== TUGAS DIBERIKAN 1 ==
Tulis ulang bagian teks tentang membaca antara "Sabtu, 09 Agustus" dan "berupa buku bacaan.", keduanya termasuk, dengan mengganti setiap "Juni" menjadi "Juli".

== KUTIPAN TEKS ==
Sabtu, 09 Agustus 2014

Membaca

"Bukankah seharusnya semua muslim tahu, bahwa ayat pertama yang diturunkan dalam kitab suci berbunyi : bacalah. Kebiasaan membaca sungguh seharusnya milik kami. Milik kami ya Allah"

Dua bulan yang lalu, tepatnya tanggal 5 Juni ia mengirim pesan singkat padaku. Intinya seperti ini : ia mengingatkan aku bahwa hari itu –tanggal 5 Juni- ia sedang  berulang tahun, lalu ia menanyakan kado apa yang akan aku berikan padanya. “Mas hari ini aku ulang tahun lho, mau ngasih kado apa ?” begitulah ia mengingatkan aku untuk tidak lupa mengucapkan selamat  padanya. Sebetulnya, tanpa diingatkan pun aku tahu bahwa hari itu ia berulang tahun (kebetulan tanggal ulang tahun kami berdekatan, jadi aku gampang mengingatnya). Lalu aku pun membalas pesan singkat itu dengan ucapan selamat, beberapa nasihat, dan juga doa-doa. Lalu aku menawarinya kado berupa buku bacaan.
Kenapa buku ? kau tahu, sejak dulu aku selalu meyakini bahwa anak yang sejak dini dibiasakan membaca, saat tumbuh besar nanti ia akan berkembang menjadi pribadi yang berkarakter. Atau setidaknya, suatu saat nanti ia memiliki wawasan yang jauh lebih banyak dibandingkan dengan teman-teman seusianya. Tapi sayangnya ia menolak. Dibandingkan dengan buku bacaan, ia lebih suka dibelikan jersey tim Negara Argentina, tim favoritnya di Piala Dunia 2014. Meski demikian, aku tak peduli, aku tetap saja membelikan ia buku bacaan dan memaksanya untuk membacanya.

Tadi itu, aku sedang bercerita tentang adikku. Usianya baru 14, ia pelajar kelas 3 SMP. Kau tahu, saat ini pelajar kita sedang mengalami krisis moral. Solusi jitu untuk masalah tersebut, menurut menteri Pendidikan M. Nuh, adalah menambah porsi pelajaran agama dan budi pekerti. Lalu dengan dasar pemikiran tersebut Pak Menteri mengintruksikan orang-orang pendidikan untuk menyusun Kurikulum 2013. Aku kira Kurikulum 2013 lebih tepat disebut sebagai solusi ajaib yang sangat dipaksakan. Kurikulum pendidikan kita berkali-kali berubah, tapi nyatanya situasi tidak pernah berubah. Jika masalahnya (misalnya) adalah para pelajar suka tawuran, solusinya adalah jadikan para pelajar tahu bagaimana hidup bersama orang lain secara damai dan tahu bagaimana menggunakan akal sehat. Setidaknya buatlah mereka menyukai bacaan-bacan bermutu ketimbang tawuran.

== BAHAN LATIHAN ==

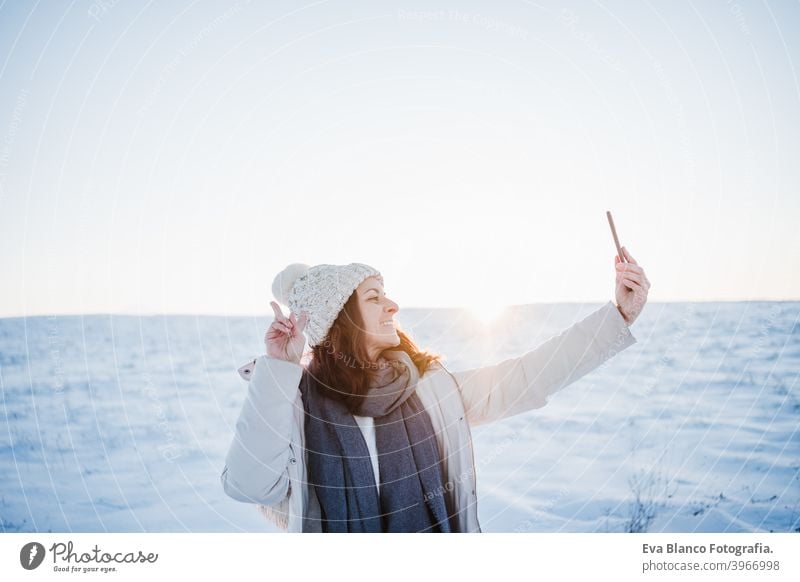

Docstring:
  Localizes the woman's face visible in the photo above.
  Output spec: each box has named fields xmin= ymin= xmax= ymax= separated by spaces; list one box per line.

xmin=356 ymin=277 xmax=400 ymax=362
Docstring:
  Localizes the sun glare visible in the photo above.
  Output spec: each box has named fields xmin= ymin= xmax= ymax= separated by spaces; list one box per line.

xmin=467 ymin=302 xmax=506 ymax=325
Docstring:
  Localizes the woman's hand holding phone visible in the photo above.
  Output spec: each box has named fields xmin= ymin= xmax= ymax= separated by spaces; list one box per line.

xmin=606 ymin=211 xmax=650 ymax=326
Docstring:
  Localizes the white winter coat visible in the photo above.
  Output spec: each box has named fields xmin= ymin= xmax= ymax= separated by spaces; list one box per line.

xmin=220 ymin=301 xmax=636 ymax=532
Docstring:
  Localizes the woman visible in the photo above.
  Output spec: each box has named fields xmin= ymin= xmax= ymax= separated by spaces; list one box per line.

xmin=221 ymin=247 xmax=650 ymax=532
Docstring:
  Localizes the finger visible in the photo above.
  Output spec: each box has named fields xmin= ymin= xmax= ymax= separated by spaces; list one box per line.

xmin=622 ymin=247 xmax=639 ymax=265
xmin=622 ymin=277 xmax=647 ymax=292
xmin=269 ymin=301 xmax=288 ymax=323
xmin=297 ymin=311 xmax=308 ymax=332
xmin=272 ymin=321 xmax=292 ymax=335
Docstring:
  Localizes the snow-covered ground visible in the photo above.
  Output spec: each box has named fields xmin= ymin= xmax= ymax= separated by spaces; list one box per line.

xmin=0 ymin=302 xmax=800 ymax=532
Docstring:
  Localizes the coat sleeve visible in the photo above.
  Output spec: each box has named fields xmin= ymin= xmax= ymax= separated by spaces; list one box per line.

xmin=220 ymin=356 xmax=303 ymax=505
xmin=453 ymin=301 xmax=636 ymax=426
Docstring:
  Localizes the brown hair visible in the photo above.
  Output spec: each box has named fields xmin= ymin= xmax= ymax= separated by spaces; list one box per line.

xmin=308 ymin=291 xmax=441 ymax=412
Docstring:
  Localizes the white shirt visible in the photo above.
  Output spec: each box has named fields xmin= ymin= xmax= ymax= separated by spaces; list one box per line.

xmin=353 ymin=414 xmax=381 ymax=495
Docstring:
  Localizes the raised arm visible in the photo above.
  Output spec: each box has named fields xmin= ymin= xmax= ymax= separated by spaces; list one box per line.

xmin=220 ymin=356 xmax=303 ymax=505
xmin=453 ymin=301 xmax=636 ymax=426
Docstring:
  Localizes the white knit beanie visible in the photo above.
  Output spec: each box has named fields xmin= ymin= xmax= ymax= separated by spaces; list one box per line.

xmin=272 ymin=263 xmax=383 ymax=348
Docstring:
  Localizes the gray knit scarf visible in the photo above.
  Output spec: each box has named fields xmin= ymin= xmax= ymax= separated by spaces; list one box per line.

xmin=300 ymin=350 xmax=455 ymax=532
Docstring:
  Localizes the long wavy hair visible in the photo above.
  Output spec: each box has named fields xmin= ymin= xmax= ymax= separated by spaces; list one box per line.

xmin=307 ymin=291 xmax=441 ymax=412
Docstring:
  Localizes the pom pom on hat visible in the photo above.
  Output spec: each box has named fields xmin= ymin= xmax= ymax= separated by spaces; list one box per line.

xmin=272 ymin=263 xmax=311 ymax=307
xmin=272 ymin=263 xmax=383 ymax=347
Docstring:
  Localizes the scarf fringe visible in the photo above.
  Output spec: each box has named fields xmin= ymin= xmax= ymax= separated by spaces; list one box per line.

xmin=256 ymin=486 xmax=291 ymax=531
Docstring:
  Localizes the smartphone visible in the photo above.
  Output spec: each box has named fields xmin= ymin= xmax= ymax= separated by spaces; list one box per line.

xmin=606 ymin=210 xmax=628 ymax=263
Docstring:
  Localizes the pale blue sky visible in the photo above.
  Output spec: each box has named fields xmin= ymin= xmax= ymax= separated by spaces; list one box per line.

== TUGAS DIBERIKAN 2 ==
Sajikan baris-baris daftar di atas, mulai dari awal daftar sampai baris yang memuat "xmin=356 ymin=277 xmax=400 ymax=362" (baris itu termasuk), sebagai tabel Markdown berkolom "No" dan "Baris". Lewati baris kosong dan jangan sertakan gambar.

== JAWABAN 1 ==
Sabtu, 09 Agustus 2014

Membaca

"Bukankah seharusnya semua muslim tahu, bahwa ayat pertama yang diturunkan dalam kitab suci berbunyi : bacalah. Kebiasaan membaca sungguh seharusnya milik kami. Milik kami ya Allah"

Dua bulan yang lalu, tepatnya tanggal 5 Juli ia mengirim pesan singkat padaku. Intinya seperti ini : ia mengingatkan aku bahwa hari itu –tanggal 5 Juli- ia sedang  berulang tahun, lalu ia menanyakan kado apa yang akan aku berikan padanya. “Mas hari ini aku ulang tahun lho, mau ngasih kado apa ?” begitulah ia mengingatkan aku untuk tidak lupa mengucapkan selamat  padanya. Sebetulnya, tanpa diingatkan pun aku tahu bahwa hari itu ia berulang tahun (kebetulan tanggal ulang tahun kami berdekatan, jadi aku gampang mengingatnya). Lalu aku pun membalas pesan singkat itu dengan ucapan selamat, beberapa nasihat, dan juga doa-doa. Lalu aku menawarinya kado berupa buku bacaan.

== JAWABAN 2 ==
| No | Baris |
|---|---|
| 1 | Docstring: |
| 2 |   Localizes the woman's face visible in the photo above. |
| 3 |   Output spec: each box has named fields xmin= ymin= xmax= ymax= separated by spaces; list one box per line. |
| 4 | xmin=356 ymin=277 xmax=400 ymax=362 |